Point annotation dataset records:
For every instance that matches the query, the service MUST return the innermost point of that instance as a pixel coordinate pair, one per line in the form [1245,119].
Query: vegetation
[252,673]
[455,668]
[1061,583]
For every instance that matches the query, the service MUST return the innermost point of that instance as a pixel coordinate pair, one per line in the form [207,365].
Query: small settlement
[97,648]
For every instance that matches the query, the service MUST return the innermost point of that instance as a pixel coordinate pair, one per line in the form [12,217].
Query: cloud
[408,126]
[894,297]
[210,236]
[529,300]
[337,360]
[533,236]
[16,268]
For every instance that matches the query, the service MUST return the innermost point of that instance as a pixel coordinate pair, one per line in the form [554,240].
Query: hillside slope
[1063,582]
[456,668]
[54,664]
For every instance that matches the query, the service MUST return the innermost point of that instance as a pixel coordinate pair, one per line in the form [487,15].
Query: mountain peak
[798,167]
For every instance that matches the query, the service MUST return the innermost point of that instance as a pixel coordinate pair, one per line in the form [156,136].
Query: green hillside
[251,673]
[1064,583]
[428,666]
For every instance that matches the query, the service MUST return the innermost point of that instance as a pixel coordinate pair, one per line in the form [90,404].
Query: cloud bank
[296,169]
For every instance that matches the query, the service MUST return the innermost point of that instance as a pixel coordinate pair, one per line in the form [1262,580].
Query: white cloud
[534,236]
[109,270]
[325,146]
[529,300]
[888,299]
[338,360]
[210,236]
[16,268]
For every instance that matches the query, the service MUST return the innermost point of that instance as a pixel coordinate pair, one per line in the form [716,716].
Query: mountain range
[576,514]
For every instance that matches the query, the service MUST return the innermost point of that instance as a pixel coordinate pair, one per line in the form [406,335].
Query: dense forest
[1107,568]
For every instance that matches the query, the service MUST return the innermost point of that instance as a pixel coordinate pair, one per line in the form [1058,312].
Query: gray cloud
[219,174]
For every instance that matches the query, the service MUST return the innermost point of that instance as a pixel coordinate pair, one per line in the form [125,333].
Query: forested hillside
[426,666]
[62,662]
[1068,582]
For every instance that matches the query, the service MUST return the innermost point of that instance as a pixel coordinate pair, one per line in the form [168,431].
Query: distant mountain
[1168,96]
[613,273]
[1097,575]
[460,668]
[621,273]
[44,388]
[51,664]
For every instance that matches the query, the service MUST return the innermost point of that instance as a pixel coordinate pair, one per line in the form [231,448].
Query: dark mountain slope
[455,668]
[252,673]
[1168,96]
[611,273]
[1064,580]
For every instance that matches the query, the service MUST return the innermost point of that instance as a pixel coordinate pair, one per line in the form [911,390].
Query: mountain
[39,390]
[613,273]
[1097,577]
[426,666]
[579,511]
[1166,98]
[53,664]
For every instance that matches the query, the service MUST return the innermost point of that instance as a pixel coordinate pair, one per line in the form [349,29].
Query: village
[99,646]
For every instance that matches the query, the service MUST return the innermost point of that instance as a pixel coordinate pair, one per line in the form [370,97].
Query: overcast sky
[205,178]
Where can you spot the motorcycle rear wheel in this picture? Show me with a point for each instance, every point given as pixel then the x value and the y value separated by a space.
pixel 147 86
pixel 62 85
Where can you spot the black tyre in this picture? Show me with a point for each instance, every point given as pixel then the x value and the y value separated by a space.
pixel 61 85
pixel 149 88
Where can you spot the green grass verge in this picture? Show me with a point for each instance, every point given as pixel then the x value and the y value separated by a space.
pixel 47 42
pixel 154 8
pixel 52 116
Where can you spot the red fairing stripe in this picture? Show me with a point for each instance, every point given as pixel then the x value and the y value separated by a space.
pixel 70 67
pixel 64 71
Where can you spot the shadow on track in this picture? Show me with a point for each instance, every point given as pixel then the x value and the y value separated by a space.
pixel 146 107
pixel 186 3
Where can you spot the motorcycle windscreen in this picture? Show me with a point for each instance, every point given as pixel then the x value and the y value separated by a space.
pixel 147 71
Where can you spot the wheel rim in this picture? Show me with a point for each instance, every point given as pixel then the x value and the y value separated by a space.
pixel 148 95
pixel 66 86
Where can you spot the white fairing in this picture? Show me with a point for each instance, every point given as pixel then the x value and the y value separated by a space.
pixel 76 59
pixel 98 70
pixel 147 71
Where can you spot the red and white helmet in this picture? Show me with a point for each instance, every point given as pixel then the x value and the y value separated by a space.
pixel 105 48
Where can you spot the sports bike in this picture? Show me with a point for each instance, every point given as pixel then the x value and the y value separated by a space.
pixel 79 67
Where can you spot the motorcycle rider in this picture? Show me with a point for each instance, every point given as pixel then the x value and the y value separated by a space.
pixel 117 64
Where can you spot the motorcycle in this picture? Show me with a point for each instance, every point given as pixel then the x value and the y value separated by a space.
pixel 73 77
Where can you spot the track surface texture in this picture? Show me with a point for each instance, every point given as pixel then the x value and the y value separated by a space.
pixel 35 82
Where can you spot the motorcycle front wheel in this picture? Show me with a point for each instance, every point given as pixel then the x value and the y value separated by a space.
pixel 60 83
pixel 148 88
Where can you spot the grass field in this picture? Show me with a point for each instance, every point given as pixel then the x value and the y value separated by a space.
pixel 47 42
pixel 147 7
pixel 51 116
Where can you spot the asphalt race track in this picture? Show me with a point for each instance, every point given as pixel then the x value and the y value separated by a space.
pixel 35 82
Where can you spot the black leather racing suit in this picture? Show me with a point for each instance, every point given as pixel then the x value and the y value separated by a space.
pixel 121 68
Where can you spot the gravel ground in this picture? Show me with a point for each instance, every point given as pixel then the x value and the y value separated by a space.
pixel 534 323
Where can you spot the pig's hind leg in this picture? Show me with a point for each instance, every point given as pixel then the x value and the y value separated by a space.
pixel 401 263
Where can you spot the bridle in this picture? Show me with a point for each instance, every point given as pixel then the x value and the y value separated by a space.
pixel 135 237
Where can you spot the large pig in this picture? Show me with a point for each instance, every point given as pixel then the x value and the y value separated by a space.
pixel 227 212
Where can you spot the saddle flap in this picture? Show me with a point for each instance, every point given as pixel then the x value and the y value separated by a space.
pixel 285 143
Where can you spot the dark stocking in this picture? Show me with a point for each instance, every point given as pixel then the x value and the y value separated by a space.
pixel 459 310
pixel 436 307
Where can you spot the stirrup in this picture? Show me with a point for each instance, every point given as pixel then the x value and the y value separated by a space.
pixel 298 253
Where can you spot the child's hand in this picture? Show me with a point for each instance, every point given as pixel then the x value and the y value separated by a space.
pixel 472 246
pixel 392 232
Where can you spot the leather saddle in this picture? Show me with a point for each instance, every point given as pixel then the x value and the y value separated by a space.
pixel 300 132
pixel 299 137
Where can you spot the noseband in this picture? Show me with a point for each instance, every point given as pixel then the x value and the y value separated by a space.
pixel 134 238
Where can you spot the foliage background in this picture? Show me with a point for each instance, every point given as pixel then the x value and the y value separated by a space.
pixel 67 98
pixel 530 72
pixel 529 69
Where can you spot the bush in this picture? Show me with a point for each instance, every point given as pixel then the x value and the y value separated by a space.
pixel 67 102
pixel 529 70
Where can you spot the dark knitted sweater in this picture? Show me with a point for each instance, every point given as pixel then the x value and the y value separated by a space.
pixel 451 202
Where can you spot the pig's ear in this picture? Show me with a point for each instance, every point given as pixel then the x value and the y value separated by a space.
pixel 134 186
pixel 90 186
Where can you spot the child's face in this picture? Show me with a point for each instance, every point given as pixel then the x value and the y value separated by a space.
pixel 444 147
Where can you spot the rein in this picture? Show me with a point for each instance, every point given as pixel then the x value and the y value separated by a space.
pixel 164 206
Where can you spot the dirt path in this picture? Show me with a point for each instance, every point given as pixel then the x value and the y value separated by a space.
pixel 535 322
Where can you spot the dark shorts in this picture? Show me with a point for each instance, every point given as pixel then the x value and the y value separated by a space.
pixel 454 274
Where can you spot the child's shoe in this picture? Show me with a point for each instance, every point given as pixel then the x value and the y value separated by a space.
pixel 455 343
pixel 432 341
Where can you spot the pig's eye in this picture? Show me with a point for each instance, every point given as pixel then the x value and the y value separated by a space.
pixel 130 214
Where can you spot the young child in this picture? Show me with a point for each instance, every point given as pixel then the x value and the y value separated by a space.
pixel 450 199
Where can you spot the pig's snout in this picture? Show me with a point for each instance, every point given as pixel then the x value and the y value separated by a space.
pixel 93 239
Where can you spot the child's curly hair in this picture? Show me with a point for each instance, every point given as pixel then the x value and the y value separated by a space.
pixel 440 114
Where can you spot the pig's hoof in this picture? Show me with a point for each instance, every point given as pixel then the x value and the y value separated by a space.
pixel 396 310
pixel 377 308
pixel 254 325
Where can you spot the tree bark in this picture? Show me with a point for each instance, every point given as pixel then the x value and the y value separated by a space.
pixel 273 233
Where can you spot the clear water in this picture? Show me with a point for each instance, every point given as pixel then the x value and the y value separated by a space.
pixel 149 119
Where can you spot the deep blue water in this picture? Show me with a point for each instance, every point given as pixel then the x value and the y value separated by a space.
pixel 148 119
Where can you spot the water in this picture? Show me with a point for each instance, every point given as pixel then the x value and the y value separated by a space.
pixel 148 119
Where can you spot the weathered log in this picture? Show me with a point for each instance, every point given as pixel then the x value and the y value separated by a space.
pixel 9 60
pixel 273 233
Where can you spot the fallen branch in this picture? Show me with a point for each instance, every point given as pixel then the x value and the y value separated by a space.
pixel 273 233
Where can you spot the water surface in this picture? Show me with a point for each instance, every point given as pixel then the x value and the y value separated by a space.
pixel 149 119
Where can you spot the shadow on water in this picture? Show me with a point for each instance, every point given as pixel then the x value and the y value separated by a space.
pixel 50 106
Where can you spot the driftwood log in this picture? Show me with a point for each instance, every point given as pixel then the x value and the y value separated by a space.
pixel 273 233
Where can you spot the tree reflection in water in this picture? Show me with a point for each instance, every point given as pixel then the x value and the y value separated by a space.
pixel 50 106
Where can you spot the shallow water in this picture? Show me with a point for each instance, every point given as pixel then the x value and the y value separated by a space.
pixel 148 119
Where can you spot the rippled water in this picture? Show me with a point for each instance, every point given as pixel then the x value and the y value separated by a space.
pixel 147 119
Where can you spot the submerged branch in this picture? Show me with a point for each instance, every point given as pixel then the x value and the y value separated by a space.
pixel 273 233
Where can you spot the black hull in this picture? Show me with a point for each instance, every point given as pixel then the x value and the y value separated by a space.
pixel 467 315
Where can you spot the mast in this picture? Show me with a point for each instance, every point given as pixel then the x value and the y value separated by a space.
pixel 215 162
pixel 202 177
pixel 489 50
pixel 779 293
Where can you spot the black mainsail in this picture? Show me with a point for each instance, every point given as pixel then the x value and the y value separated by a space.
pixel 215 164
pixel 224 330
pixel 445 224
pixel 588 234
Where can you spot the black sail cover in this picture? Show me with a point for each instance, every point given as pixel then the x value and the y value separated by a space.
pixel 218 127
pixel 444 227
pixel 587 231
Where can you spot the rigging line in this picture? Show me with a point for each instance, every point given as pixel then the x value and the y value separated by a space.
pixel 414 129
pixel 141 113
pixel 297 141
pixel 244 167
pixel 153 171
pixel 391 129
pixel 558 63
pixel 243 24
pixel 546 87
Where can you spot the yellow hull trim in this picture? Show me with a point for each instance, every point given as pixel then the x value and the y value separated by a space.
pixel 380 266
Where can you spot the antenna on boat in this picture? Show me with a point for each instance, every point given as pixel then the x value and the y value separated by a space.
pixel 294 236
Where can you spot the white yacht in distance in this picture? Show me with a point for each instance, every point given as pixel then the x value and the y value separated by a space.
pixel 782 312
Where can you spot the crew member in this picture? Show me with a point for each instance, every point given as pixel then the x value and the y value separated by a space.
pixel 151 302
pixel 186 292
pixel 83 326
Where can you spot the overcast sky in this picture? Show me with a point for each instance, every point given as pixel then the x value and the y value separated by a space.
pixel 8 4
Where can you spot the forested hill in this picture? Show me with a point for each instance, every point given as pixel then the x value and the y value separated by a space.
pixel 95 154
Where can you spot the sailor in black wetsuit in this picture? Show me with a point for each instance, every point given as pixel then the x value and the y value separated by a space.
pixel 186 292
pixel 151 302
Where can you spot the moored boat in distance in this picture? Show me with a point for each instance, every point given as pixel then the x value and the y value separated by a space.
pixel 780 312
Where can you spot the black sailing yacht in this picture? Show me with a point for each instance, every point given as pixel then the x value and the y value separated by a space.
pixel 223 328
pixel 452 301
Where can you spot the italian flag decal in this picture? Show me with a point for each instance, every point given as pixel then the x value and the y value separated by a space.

__PROBLEM REQUIREMENTS__.
Edit the listing from the line with "Where can you spot the noseband" to the line with "pixel 535 322" so that "spot" becomes "see", with everything else left unchanged. Return only those lines.

__RESPONSE TO THIS TASK__.
Where can you see the noseband in this picture? Show me with a point for each instance, every point given as pixel then the x value and the y value separated by a space.
pixel 134 238
Where can you see the foliage background in this picture? Show me with a point for each instance, every point given as pixel then the x value and the y value separated by a space.
pixel 67 98
pixel 530 72
pixel 529 69
Where can you see the bush in this picture? Show me with a point for each instance, every point given as pixel then the x value and the y value separated by a space.
pixel 67 102
pixel 529 70
Where can you see the dark knitted sweater in this picture? Show me with a point for each instance, every point given as pixel then the x value and the y value separated by a space.
pixel 451 202
Where can you see the pig's ear in this picture? Show me with a point for each instance, every point given as pixel then the x value and the y value separated by a space.
pixel 134 186
pixel 90 186
Where can you see the child's face in this picture? Show me with a point for each instance, every point given as pixel then the x value and the y value separated by a space.
pixel 444 147
Where can you see the rein in this picture? Show me with a point for each instance, every point given as pixel then the x value and the y value separated by a space.
pixel 164 206
Where can you see the dirt path in this picture? Show me with a point for each instance, every point given as pixel then the x value and the y value separated by a space.
pixel 535 322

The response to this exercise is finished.